About this exercise: Pull out each line of the records holding the string "light".

Task inputs:
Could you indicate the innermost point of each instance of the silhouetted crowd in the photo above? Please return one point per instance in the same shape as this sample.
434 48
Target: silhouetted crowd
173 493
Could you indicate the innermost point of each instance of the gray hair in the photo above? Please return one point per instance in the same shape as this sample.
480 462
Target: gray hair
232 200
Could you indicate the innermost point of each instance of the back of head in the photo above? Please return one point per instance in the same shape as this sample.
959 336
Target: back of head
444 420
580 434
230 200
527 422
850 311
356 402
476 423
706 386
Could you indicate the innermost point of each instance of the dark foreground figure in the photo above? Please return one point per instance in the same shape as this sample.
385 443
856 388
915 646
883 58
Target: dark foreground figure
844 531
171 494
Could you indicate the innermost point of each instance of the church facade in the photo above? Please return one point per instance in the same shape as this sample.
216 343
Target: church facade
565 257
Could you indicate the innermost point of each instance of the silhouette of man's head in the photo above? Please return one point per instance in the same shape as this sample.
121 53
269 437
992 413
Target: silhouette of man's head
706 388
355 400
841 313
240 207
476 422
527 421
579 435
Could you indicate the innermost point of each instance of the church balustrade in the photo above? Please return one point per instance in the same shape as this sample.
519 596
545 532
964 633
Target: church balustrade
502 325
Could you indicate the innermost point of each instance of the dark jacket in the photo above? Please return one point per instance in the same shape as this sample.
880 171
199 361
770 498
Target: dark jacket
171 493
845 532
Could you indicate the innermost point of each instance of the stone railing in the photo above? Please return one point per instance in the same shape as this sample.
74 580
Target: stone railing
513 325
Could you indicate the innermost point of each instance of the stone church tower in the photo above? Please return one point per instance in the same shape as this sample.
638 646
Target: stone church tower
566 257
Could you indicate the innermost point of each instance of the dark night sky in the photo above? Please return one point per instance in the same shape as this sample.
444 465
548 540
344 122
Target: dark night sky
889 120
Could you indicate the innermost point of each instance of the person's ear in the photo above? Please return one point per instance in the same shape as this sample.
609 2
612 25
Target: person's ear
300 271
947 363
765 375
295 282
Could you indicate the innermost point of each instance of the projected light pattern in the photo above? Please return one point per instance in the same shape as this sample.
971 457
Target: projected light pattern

Response to the task:
Could you indicate the innermost point of each instance of the projected light pattern in the photo above? Please return one point per instance in the same shape as this sample.
Target: projected light pattern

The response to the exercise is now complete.